Le mariage de Charles II avec Marie-Louise d'Orléans, fille de Philippe d'Orléans, frère de Louis XIV, fit luire aux yeux de la captive un rayon d'espoir. Il ne lui paraissait pas douteux que la fille d'un prince qui avait toujours défendu ses intérêts, grâce au chevalier de Lorraine, ne fût pour elle dans les mêmes sentiments; et elle ne se trompait pas. Philippe d'Orléans l'avait recommandée très vivement à la jeune Reine. Mais, en attendant l'arrivée de cette princesse, lisons quelques fragments des lettres de la marquise de Villars, qui venait d'arriver à Madrid avec son mari, nommé ambassadeur de Louis XIV à l'occasion du mariage. Elles sont toutes adressées à Mme de Coulanges, cousine germaine de Louvois et amie intime de Mme de Maintenon.

D'abord, elle commence par nous faire un portrait de Mme Colonna, qui ne ressemble guère à ceux que nous avons vus, lorsqu'elle était à la cour de France:

... «La connétable Colonne m'a envoyé visiter [376]. Elle est toujours dans son couvent, dont elle s'ennuie fort; elle espère en sortir quand la Reine sera ici, et loger chez sa belle-sœur, la marquise de los Balbases. L'abbé de Villars, qui l'alla voir l'autre jour, l'a trouvée très bien faite, et j'entends dire qu'elle n'est pas reconnaissable de ce qu'elle était en France: c'est une taille charmante, un teint clair et net, de beaux yeux, des dents blanches, de beaux cheveux. Elle a fait un livre de sa vie [377], qui est déjà traduit en trois langues [378], afin que personne n'ignore ses aventures; il est fort divertissant. Elle est habillée à l'espagnole, d'un fort bon air, mais ayant retranché et augmenté, ce qui en effet est mieux.»

A la nouvelle de l'entrée à Madrid de la jeune Reine, Mme Colonna n'y tient plus; son mari était parti; elle oublie la parole par écrit qu'elle a donnée au Roi, que, si elle sort de son couvent, elle sera livrée sans merci au connétable, et elle s'échappe pour la cinquième fois.

◆ ◆ ◆

_Consignes_.
(1) Répondez à ces questions sur l'extrait :
(a) À qui les lettres de la marquise de Villars sont-elles toutes adressées ?
(b) Chez qui la connétable Colonne espère-t-elle loger une fois sortie de son couvent ?
(c) Pour la combientième fois Mme Colonna s'échappe-t-elle ?
(2) Quelles lignes des enregistrements contiennent la chaîne "herb" ? Sélectionnez-les et recopiez-les chacune, en tenant compte de la casse.

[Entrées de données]
◆ ◆ ◆

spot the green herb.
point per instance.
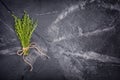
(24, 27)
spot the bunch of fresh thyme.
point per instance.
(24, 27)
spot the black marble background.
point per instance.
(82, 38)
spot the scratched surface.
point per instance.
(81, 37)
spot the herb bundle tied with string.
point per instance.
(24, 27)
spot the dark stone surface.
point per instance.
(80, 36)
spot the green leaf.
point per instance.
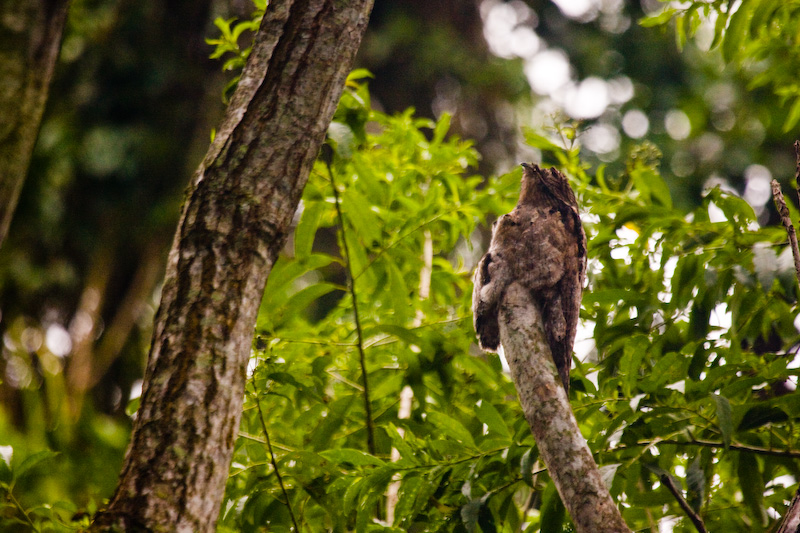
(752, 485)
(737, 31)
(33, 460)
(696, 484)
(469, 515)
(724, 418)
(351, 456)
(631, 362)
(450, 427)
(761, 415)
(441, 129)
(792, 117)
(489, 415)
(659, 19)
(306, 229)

◆ ◆ ◆

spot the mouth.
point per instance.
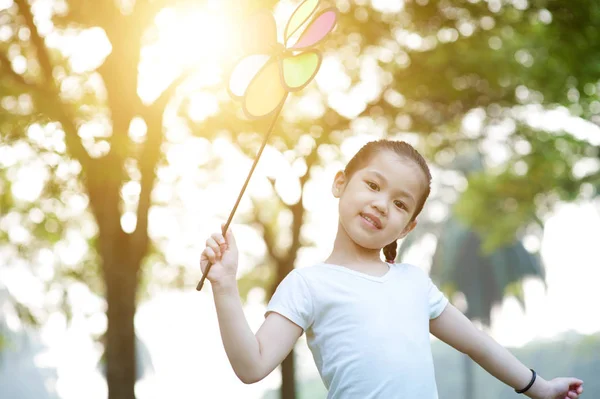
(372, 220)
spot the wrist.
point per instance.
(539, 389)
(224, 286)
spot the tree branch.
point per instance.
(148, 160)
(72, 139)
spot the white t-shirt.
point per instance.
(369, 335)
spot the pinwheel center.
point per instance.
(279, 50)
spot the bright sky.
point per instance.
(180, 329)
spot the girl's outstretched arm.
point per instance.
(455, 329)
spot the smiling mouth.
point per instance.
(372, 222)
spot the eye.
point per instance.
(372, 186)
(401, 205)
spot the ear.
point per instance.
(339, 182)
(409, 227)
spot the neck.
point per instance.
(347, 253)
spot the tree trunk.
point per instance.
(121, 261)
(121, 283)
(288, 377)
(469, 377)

◆ ◆ ◆

_Réponses par tâche_.
(1)
(a) À Mme de Coulanges.
(b) Chez sa belle-sœur, la marquise de los Balbases.
(c) Pour la cinquième fois.

(2)
spot the green herb.
spot the herb bundle tied with string.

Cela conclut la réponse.